Gastrulation-blastopore development

Answer 14

Second stage of early embryonic development pattern differences between protosomes and deuterostomes. Invagination of cells leads to formation of archenteron cavity where the blastopore is the opening.

• Protosome: blastospore first develops in mouth, then tunnels to secondarily form the anus
• Deuterostome: blastospore first develops into anus, then tunnels secondarily from the mouth

Question 15

Coelom development

Answer 15

Third stage of early embryonic development pattern differences between protosomes and deuterostomes. Coelom is fluid-filled cavity that cushions internal organs from outer wall of body. In lower level organisms, coelom acts as structural element. In higher level organisms, coelom allows for development and separation of organ systems which allow for increased physiological complexity.

• Protosome: undergo schizocoleous development of coelom where a mass of mesodermal cells split off and enter interior of gastrula to form coelom
• Deuterostome: undergo enterocoelic punching where outpourings of wall of archenteron pinch off to form mesodermal tissue that develops into coelom

Question 16

Organogenesis

Answer 16

Sixth step of descriptive embryology. Cellular differentiation becomes more complex, allowing for formation of various organs and tissues. Consists of neurulation and general organogenesis

Question 17

Neurulation

Answer 17

Part of organogenesis which is the sixth step of descriptive embryology. This is for chordates. It is when mesoderm forms rod of cells called notochord directly under primitive streaks, which induces overlying ectoderm to develop into a thickened neural plate extending along length of embryo. Neural plate invaginates and seals itself into a neural tube under the ectoderm, which eventually forms central nervous system. Some ectodermal cells become neural crest layer that becomes peripheral nervous system. Notochord becomes component of intervertebral disks. Surrounding mesodermal cells become axial skeleton and muscular components of vertebrate

Question 18

General organogenesis

Answer 18

Part of organogenesis which is the sixth step of descriptive embryology. It is when other mesodermal cells of embryo differentiate into groups of tissue called somites that act as segments along that notochord that migrate to create a general outline of the body and later develop into various bodily structures that would be found in that region.

• **EXCERPTED RECORDS**:
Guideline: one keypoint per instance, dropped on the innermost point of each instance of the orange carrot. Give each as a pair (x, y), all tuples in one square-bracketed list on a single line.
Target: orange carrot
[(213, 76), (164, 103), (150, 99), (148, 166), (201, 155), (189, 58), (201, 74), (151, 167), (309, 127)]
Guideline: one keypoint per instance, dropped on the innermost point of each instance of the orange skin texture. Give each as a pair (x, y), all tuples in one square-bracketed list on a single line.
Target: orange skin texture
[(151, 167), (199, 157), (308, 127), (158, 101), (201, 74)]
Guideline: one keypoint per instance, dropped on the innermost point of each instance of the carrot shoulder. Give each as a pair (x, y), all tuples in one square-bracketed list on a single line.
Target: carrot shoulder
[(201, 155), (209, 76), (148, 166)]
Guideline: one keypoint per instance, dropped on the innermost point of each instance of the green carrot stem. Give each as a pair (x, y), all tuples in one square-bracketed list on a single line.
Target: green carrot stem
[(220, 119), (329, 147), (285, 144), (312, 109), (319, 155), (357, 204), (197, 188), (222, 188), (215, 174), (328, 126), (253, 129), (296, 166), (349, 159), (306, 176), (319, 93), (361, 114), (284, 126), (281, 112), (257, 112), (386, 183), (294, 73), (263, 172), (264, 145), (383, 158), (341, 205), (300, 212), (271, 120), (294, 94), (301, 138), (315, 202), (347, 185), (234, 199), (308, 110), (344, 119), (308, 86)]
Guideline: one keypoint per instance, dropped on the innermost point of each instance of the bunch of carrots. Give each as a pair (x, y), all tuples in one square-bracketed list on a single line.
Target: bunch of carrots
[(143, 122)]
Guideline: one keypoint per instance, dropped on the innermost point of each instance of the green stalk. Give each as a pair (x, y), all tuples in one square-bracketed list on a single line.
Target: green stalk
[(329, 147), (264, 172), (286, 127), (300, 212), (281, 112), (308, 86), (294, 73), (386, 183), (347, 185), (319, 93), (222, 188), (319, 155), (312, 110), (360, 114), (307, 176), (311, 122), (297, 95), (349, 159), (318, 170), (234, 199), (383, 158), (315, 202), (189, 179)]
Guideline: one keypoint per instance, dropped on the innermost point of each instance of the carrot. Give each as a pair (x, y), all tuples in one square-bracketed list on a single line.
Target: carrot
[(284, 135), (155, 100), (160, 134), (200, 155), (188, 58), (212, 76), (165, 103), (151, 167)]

• **WHAT YOU HAVE TO DO**: Reproduce the passage of the embryology notes above, starting at "Coelom development" and ending at "increased physiological complexity.".

• **EXPECTED ANSWER**:
Coelom development

Answer 15

Third stage of early embryonic development pattern differences between protosomes and deuterostomes. Coelom is fluid-filled cavity that cushions internal organs from outer wall of body. In lower level organisms, coelom acts as structural element. In higher level organisms, coelom allows for development and separation of organ systems which allow for increased physiological complexity.